• **What is expected**
From the first line of the data below through the line holding "Task: mark each instance of the black", write out each line exactly as it stands.

(Region pointing data)
§ §

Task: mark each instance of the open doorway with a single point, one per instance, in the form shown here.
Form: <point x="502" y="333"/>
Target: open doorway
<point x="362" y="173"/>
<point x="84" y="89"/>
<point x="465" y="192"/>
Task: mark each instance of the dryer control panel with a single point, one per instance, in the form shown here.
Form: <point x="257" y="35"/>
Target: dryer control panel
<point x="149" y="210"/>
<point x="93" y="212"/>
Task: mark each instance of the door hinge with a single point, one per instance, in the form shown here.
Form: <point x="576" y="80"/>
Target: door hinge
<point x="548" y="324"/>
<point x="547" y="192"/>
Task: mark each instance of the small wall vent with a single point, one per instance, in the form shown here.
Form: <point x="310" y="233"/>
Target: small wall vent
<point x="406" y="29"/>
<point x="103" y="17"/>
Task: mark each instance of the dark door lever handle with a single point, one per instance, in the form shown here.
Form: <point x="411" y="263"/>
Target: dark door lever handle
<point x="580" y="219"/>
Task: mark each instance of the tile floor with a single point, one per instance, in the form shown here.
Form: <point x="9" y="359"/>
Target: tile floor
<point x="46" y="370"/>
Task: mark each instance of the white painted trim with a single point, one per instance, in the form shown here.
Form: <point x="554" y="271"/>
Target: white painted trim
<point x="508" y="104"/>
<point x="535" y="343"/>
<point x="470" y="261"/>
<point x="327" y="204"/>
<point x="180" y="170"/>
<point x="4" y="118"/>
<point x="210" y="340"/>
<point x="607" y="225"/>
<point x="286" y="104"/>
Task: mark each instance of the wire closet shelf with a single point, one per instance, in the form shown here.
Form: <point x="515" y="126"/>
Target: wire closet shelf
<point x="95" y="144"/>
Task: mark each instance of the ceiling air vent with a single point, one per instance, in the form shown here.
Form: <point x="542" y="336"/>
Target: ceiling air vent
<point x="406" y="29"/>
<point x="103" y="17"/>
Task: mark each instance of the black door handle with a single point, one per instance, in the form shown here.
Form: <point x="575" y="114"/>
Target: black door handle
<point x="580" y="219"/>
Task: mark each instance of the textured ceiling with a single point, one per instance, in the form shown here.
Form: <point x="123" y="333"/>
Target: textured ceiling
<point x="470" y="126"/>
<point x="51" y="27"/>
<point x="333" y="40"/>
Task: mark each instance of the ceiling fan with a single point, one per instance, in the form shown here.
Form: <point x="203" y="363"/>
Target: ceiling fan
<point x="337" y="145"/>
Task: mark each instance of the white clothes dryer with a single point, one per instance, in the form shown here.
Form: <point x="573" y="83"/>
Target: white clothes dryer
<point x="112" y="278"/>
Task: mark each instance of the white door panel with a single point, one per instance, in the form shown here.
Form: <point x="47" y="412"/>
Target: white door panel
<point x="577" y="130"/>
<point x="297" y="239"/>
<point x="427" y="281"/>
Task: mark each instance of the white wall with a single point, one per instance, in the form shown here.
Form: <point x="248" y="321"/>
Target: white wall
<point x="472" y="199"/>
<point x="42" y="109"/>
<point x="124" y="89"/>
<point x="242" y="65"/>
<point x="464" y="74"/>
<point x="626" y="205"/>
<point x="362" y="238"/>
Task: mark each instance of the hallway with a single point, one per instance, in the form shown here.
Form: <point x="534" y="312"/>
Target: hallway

§ §

• **Answer for the task**
Task: mark each instance of the open doorway with a single point, one per instance, in the form shown here.
Form: <point x="502" y="333"/>
Target: open doorway
<point x="362" y="173"/>
<point x="84" y="89"/>
<point x="465" y="192"/>
Task: mark each instance of the dryer control panel with a single point, one per instance, in the form shown here.
Form: <point x="257" y="35"/>
Target: dryer control panel
<point x="149" y="210"/>
<point x="93" y="212"/>
Task: mark each instance of the door hinge with a single point, one per instance, in the form shown here.
Form: <point x="576" y="80"/>
Target: door hinge
<point x="548" y="324"/>
<point x="547" y="192"/>
Task: mark each instance of the small wall vent with a single point, one per instance, in the form shown here.
Form: <point x="310" y="233"/>
Target: small wall vent
<point x="406" y="29"/>
<point x="103" y="17"/>
Task: mark each instance of the dark door lever handle with a single point, one per instance, in the form shown here.
Form: <point x="411" y="263"/>
Target: dark door lever handle
<point x="580" y="219"/>
Task: mark each instance of the tile floor with a single point, one per instance, in the form shown here.
Form: <point x="9" y="359"/>
Target: tile floor
<point x="46" y="370"/>
Task: mark each instance of the white painted trim with a single point, one per instance, in the form shown here.
Form: <point x="554" y="271"/>
Target: white painted trim
<point x="508" y="104"/>
<point x="535" y="343"/>
<point x="470" y="261"/>
<point x="327" y="204"/>
<point x="180" y="170"/>
<point x="4" y="118"/>
<point x="210" y="340"/>
<point x="607" y="225"/>
<point x="286" y="104"/>
Task: mark each instance of the wire closet shelf with a single point, one per instance, in the form shown here.
Form: <point x="515" y="126"/>
Target: wire closet shelf
<point x="95" y="144"/>
Task: mark each instance of the ceiling air vent with a single point, one per instance, in the form shown here.
Form: <point x="542" y="336"/>
Target: ceiling air vent
<point x="406" y="29"/>
<point x="103" y="17"/>
Task: mark each instance of the black door handle with a single point, one per instance, in the form shown here.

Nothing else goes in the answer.